● **Document excerpt**:
* * *
# vectorsWatch

This discussion is closed.
#1
relative to the origin the points A and B have position vectors

1
5
-1

and
6
3
-6

respectively
find the shortest distance from A to the line OB

thanks
0
13 years ago
#2
(Original post by sarah12345)
relative to the origin the points A and B have position vectors

1
5
-1

and
6
3
-6

respectively
find the shortest distance from A to the line OB
thanks
The line OB has equation r=k(6i+3j-6k) or (simplified) r=i(2t)+j(t)+k(-2t) so an arbitrary point on the line has coordinates [2t,t,-2t]
A has coordinates (1,5,-1)
The square of the distance between A and the arbitrary point is:
d^2=(2t-1)^2+(t-5)^2+(-2t+1)^2
d^2=9t^2-18t+27
d^2=9(t^2-2t+3)
* * *
Write out the vectors forum thread above word for word, from start to finish.

● **Data shown**:
* * *
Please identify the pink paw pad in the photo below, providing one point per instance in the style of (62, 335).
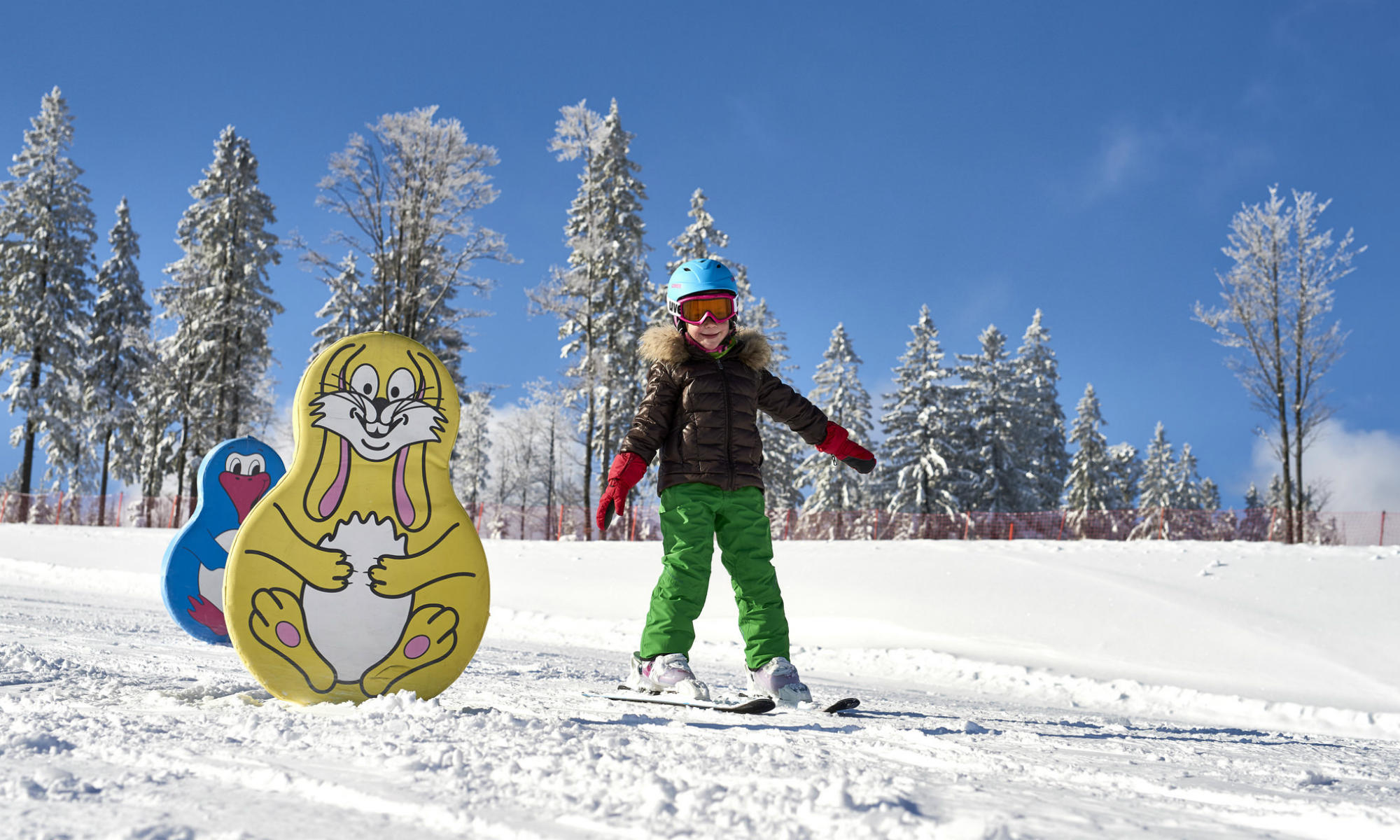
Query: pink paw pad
* * *
● **Exercise answer**:
# vectorsWatch

This discussion is closed.
#1
relative to the origin the points A and B have position vectors

1
5
-1

and
6
3
-6

respectively
find the shortest distance from A to the line OB

thanks
0
13 years ago
#2
(Original post by sarah12345)
relative to the origin the points A and B have position vectors

1
5
-1

and
6
3
-6

respectively
find the shortest distance from A to the line OB
thanks
The line OB has equation r=k(6i+3j-6k) or (simplified) r=i(2t)+j(t)+k(-2t) so an arbitrary point on the line has coordinates [2t,t,-2t]
A has coordinates (1,5,-1)
The square of the distance between A and the arbitrary point is:
d^2=(2t-1)^2+(t-5)^2+(-2t+1)^2
d^2=9t^2-18t+27
d^2=9(t^2-2t+3)